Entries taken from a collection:
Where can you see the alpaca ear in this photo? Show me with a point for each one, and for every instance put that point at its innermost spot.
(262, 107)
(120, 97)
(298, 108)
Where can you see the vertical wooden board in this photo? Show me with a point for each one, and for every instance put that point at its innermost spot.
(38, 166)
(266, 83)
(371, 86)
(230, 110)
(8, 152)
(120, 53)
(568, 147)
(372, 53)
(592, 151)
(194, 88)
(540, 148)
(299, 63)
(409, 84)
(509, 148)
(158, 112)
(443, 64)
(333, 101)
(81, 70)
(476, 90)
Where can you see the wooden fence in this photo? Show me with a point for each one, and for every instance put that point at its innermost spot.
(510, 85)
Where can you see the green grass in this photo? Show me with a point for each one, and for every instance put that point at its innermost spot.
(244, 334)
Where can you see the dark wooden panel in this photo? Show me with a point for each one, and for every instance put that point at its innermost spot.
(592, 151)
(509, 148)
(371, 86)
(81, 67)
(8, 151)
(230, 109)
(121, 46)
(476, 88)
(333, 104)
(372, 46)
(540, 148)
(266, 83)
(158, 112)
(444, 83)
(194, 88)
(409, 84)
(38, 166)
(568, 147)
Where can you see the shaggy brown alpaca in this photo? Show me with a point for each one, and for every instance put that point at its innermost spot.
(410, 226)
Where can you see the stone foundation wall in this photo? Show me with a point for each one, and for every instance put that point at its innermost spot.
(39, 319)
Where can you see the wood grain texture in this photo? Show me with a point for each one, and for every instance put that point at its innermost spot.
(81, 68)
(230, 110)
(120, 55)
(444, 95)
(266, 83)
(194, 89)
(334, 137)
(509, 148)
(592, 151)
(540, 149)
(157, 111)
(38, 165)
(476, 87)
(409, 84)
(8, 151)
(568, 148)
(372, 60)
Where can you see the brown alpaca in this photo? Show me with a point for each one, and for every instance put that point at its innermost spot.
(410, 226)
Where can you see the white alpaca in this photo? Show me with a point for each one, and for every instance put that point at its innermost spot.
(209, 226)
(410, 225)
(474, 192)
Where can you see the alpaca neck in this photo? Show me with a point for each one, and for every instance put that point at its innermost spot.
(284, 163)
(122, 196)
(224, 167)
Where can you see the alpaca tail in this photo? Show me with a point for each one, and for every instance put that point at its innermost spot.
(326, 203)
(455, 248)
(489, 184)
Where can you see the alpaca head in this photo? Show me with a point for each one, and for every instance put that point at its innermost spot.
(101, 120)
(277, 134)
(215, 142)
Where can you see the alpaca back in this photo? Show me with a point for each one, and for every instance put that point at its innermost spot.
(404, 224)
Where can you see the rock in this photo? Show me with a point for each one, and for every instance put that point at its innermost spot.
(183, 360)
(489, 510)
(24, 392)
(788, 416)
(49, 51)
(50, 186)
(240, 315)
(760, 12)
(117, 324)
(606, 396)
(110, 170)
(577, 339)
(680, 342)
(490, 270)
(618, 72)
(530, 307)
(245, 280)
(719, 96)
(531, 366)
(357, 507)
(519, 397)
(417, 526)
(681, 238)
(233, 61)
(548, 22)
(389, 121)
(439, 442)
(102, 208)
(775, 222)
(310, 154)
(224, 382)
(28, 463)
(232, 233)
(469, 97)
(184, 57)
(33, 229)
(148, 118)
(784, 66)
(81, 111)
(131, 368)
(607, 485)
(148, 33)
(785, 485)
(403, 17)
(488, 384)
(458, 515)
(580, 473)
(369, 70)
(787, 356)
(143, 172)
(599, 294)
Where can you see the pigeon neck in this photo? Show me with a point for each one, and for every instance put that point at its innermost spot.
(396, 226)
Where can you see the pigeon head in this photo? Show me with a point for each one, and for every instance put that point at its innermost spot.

TASK BRIEF:
Could you retype all of the records above exactly as they appear?

RESULT FOR THIS TASK:
Where can you see the alpaca ear in this photo? Show me with a point for each one, and for every instance put that point at its innermost spot.
(262, 107)
(120, 97)
(298, 108)
Where can you see the vertical wooden board in this photo? Show me with a point for each one, and for every instance put that point at its innermost spot.
(38, 166)
(266, 83)
(371, 86)
(230, 110)
(8, 152)
(120, 53)
(568, 147)
(372, 53)
(592, 151)
(194, 88)
(540, 148)
(299, 63)
(409, 84)
(509, 148)
(158, 112)
(443, 64)
(333, 101)
(81, 70)
(476, 90)
Where can you see the wooden fence in this photo? Show me with a point for each one, and for every instance put that point at its innermost spot.
(510, 85)
Where can you see the green grass in this photo? Show me with a point for each one, and for every instance put that point at its innermost spot.
(244, 334)
Where can you see the dark wooden panel in this photo? Show me with a point for each one, and for every instance put that point at its innermost spot.
(592, 151)
(509, 148)
(371, 86)
(81, 67)
(8, 151)
(230, 109)
(121, 46)
(476, 88)
(333, 104)
(372, 46)
(540, 148)
(266, 83)
(158, 112)
(444, 83)
(194, 88)
(409, 84)
(38, 166)
(568, 147)
Where can you see the shaggy brown alpaca in this photo? Show me with a point for each one, and for every instance put that point at its innermost spot.
(410, 226)
Where can you see the stone foundation wall in this photo? Show me with a point for each one, and for every instance put that point at its innermost spot.
(39, 319)
Where can you see the wood grain texture in this photo? Show me with a point for each one, and for every instance put that point at its innermost spot.
(81, 68)
(230, 110)
(120, 55)
(444, 95)
(266, 83)
(194, 89)
(334, 137)
(509, 148)
(592, 151)
(540, 149)
(157, 111)
(38, 165)
(476, 87)
(409, 84)
(8, 151)
(568, 148)
(372, 60)
Where can you see the brown alpaca in this photo? Show me with a point for each one, and for every instance put that point at its innermost spot.
(410, 226)
Where can you see the white alpaca in this photo? Show me with a point for each one, and for every instance put that point at its innermost spot.
(209, 226)
(410, 225)
(474, 192)
Where can you see the alpaca neck in this photo? Show me with a point for each one, and for every instance put that point at its innermost spot.
(284, 163)
(122, 196)
(224, 167)
Where can you see the alpaca tail in this photo? Show me with a point for each one, and for every instance put that point at its innermost spot.
(326, 203)
(455, 248)
(489, 184)
Where can you see the alpaca head in this photo? Show me with a point for each one, and for every instance put that point at its innermost spot.
(101, 120)
(277, 134)
(215, 142)
Where can you see the alpaca back in this photo? Show me with a point for each one, and for every instance put that point at its innermost spot.
(404, 224)
Where can you see the rock in this photo? Show me with a point for each one, and for every instance put that point at its innermost spot.
(183, 360)
(489, 510)
(24, 392)
(788, 416)
(49, 51)
(50, 186)
(240, 315)
(760, 12)
(117, 324)
(606, 396)
(110, 170)
(577, 339)
(680, 342)
(490, 270)
(618, 72)
(530, 307)
(245, 280)
(719, 96)
(531, 366)
(357, 507)
(519, 397)
(417, 526)
(681, 238)
(233, 61)
(548, 22)
(389, 121)
(439, 442)
(102, 208)
(775, 222)
(310, 154)
(224, 382)
(28, 463)
(232, 233)
(469, 97)
(184, 57)
(33, 229)
(148, 118)
(784, 66)
(81, 111)
(131, 368)
(607, 485)
(148, 33)
(785, 485)
(403, 17)
(488, 384)
(458, 515)
(580, 473)
(369, 70)
(787, 356)
(143, 172)
(599, 294)
Where can you see the pigeon neck in this photo? Show me with a point for each one, and for every instance put that point at its innermost spot.
(396, 226)
Where can you see the pigeon head in this photo? Show me with a point for each one, and for every instance put that point at its innermost spot.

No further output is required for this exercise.